▸ **Work required**
Copy the following lines word for word, leaving out the pictures.

::: Dataset excerpts :::

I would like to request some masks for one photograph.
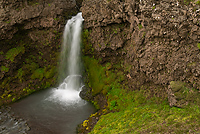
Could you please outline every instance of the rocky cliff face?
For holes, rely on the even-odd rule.
[[[80,3],[0,0],[1,102],[55,84],[62,30]]]
[[[153,83],[168,93],[171,106],[182,106],[170,82],[182,81],[200,89],[198,3],[85,0],[81,11],[88,42],[102,63],[121,62],[130,89]]]

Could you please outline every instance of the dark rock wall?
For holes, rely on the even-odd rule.
[[[200,6],[176,0],[84,0],[89,42],[103,62],[124,63],[130,88],[169,90],[171,81],[200,89]],[[126,69],[126,68],[129,69]]]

:::

▸ **Result below**
I would like to request some masks for one photograph.
Could you please outline every instance of the rocky cliff face?
For holes, rely on the even-odd rule.
[[[80,3],[0,0],[1,102],[55,84],[62,30]]]
[[[153,83],[168,93],[171,106],[182,106],[170,82],[182,81],[200,89],[198,3],[85,0],[81,11],[88,42],[102,63],[121,62],[130,89]]]

Could you please outline every instance of the dark rock wall?
For holes, rely on the even-odd rule.
[[[200,6],[176,0],[84,0],[89,42],[103,62],[124,63],[130,88],[169,90],[171,81],[200,89]],[[126,69],[126,68],[129,69]]]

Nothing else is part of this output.